%%

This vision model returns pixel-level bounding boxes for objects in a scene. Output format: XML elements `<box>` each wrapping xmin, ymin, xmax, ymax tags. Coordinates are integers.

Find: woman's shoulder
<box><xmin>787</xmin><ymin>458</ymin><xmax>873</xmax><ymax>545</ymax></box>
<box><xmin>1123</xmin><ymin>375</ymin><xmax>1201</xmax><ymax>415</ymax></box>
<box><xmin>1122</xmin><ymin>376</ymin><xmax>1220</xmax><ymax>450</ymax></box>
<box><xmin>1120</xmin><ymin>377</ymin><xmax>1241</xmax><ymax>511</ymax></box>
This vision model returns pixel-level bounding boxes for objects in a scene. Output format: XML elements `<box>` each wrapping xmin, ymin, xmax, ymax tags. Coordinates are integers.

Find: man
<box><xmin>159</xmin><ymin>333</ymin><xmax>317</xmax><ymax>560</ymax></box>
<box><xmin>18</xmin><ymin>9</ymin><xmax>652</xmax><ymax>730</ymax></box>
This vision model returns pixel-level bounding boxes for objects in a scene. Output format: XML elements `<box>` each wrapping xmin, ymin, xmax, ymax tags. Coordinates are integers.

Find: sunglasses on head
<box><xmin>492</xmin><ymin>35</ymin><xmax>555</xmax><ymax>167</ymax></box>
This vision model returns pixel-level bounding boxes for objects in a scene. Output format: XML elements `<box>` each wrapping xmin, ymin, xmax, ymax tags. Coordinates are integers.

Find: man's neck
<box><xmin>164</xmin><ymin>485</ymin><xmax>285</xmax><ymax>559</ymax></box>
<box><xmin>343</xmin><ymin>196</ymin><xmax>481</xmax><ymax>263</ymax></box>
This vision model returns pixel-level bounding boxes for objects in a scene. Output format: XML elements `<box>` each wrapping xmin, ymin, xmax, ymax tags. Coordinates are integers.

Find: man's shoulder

%%

* [What you need to do]: May I have the entries returned exactly, with every line in place?

* [Response]:
This vision model returns pixel-level bounding boxes for objects in a scene. Output format: XML elements `<box>` each wrapping xmin, ymin, xmax, ymax tags. Coordinates are integers.

Find: woman's shoulder
<box><xmin>787</xmin><ymin>458</ymin><xmax>873</xmax><ymax>545</ymax></box>
<box><xmin>1123</xmin><ymin>375</ymin><xmax>1201</xmax><ymax>415</ymax></box>
<box><xmin>1122</xmin><ymin>376</ymin><xmax>1220</xmax><ymax>450</ymax></box>
<box><xmin>1120</xmin><ymin>377</ymin><xmax>1241</xmax><ymax>511</ymax></box>
This vision model returns pixel-level bounding boxes for objects in a scene. Output format: XML elements `<box>` each wrapping xmin, ymin, xmax, ymax tags. Coordinates are integers.

Find: man
<box><xmin>159</xmin><ymin>333</ymin><xmax>317</xmax><ymax>560</ymax></box>
<box><xmin>18</xmin><ymin>9</ymin><xmax>652</xmax><ymax>730</ymax></box>
This vision model returns pixel-level bounding boxes for objects in a scene. Output format: XML elements `<box>` each wrapping xmin, ymin, xmax, ymax tags. Coordinates are integers.

Find: sunglasses on head
<box><xmin>492</xmin><ymin>35</ymin><xmax>555</xmax><ymax>167</ymax></box>
This vision model returns pixel-level bounding boxes for objects in a scene. Output format: XML elements `<box>` each wrapping xmin, ymin, xmax, ymax tags. Coordinates are integers.

Find: man's neck
<box><xmin>164</xmin><ymin>485</ymin><xmax>285</xmax><ymax>559</ymax></box>
<box><xmin>343</xmin><ymin>196</ymin><xmax>481</xmax><ymax>263</ymax></box>
This vision model returns pixel-level bounding boxes for objects in a scene. Output format: XML elements `<box>` each wrapping xmin, ymin, xmax, ymax tags. Coordinates are integers.

Find: man's shoulder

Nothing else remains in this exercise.